* [Passage shown]:
════════════════════
Yeah, I know software engineering is boring. On the other hand, game development is exciting. But there’re some good reasons why game development needs to look a bit at software engineering.

Game development is growing every day even more technologically complex. No matter how good SDKs and middleware (i.e., game engines) may become. No matter how many people we put into a single project. Game development productivity is very low. Games are long to develop and cost a lot of money. We need to improve our software development process in order to focus on our unique characteristic: building better games.

In software engineering, a typical software life cycle includes requirements, design, implementation, verification and maintenance. In the game development life cycle, ideation (requirements) and design are performed by game designers. With a concrete game design specification, programmers and artists step in for implementation. Programmers manually translate the game design specification into source code that can be compiled and executed in the target technology (i.e. PC, console, mobile, etc). Artists create the art assets used by the game. Once the game is implemented, it’s playtested for verification. And here comes the BIG mistake. Game design refinements are not updated in the high level game design specification. Instead, they’re updated directly in the low level implementation source code. In software engineering, this mistake is commonly known as the programmer’s shortcut. A low level maintenance not only makes the design documentation completely obsolete and useless. It makes maintenance an extremely error-prone and expensive task. We are lost in a dangerous journey and we’ve lost our only map. Chances are we won’t make it alive.
════════════════════
* [Material shown]:
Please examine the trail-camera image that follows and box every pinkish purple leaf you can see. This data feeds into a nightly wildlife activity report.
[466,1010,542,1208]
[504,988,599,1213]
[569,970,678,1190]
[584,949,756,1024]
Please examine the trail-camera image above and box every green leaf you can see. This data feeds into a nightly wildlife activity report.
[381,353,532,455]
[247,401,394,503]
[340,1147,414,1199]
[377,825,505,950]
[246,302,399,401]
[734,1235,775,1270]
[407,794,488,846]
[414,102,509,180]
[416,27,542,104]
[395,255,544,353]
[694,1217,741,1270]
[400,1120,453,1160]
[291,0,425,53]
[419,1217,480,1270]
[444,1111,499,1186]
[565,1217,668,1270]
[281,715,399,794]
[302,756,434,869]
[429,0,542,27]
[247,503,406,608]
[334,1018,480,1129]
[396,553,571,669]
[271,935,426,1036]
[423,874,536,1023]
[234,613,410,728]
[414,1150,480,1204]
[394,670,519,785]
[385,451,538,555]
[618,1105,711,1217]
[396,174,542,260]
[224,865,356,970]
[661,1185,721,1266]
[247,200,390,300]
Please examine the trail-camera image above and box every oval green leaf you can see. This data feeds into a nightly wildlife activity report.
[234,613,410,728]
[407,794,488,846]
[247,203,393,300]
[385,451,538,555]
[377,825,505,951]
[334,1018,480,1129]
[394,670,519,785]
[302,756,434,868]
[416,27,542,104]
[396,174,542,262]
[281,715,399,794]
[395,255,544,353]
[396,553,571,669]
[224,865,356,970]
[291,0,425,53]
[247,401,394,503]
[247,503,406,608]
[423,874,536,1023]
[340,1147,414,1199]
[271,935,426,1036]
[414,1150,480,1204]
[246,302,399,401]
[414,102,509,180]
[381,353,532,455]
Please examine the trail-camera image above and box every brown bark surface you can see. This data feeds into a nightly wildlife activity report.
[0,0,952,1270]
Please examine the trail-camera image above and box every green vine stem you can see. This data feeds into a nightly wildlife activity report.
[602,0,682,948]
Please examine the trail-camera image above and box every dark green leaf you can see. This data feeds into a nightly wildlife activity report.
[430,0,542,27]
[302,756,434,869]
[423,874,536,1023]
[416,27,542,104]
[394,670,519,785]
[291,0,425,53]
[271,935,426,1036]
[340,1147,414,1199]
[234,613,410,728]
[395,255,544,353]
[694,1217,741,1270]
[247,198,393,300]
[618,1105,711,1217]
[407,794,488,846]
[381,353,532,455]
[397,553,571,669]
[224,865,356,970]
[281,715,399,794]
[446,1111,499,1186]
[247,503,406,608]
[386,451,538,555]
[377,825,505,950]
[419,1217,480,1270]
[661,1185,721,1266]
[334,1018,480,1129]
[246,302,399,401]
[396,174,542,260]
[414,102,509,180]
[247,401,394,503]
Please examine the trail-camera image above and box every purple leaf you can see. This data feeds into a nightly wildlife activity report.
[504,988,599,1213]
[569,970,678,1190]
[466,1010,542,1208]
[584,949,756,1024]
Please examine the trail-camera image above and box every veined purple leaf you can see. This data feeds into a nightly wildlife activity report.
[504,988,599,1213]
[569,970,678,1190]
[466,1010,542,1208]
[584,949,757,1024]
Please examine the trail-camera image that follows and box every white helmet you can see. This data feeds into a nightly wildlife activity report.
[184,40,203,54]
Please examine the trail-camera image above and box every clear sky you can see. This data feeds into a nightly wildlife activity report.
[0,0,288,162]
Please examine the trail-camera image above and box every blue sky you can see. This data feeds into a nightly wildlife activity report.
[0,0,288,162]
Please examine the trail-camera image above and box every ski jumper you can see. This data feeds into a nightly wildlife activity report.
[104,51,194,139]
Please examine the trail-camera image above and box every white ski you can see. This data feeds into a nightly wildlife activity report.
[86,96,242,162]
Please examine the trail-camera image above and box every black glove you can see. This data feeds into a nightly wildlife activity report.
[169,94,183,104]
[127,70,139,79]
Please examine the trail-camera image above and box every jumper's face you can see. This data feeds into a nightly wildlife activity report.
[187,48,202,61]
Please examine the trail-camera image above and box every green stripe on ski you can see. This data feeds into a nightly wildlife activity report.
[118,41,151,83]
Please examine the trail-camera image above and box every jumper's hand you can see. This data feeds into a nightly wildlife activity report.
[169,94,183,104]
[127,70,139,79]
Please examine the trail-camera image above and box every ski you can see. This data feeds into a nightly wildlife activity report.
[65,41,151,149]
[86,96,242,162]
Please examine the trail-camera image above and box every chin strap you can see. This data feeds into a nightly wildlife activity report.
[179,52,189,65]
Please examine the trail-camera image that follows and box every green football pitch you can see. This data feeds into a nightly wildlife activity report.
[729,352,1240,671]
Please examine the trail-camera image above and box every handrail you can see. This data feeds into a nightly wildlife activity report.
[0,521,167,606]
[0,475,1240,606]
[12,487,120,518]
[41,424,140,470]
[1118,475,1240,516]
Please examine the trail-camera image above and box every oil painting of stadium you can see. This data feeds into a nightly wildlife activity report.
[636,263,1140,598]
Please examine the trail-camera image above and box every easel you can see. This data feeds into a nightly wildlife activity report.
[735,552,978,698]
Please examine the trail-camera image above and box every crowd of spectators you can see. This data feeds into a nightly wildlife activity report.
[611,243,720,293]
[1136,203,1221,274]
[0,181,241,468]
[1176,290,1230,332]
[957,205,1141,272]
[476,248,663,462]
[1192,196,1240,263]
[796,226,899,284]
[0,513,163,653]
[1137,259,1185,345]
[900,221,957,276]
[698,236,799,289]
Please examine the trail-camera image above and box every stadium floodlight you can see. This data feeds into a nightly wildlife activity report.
════════════════════
* [Given task 1]: Translate this sentence from the passage on game development into Spanish: "Games are long to develop and cost a lot of money."
* [Given task 2]: Reproduce the passage on game development from "Yeah, I know" up to and including "building better games.", renaming "software engineering" as "systems engineering".
* [Given task 3]:
For each statement, say yes or no depending on whether it agrees with the passage on game development, and quote the words that decide it.
(a) Programmers translate the game design specification into source code by hand.
(b) Game design refinements are updated in the high level game design specification.
(c) Ideation and design are performed by artists.

* [Full response 1]: Los juegos tardan mucho en desarrollarse y cuestan mucho dinero.

* [Full response 2]:
Yeah, I know systems engineering is boring. On the other hand, game development is exciting. But there’re some good reasons why game development needs to look a bit at systems engineering.

Game development is growing every day even more technologically complex. No matter how good SDKs and middleware (i.e., game engines) may become. No matter how many people we put into a single project. Game development productivity is very low. Games are long to develop and cost a lot of money. We need to improve our software development process in order to focus on our unique characteristic: building better games.

* [Full response 3]:
(a) Yes: "Programmers manually translate the game design specification into source code"
(b) No: "Game design refinements are not updated in the high level game design specification."
(c) No: "ideation (requirements) and design are performed by game designers."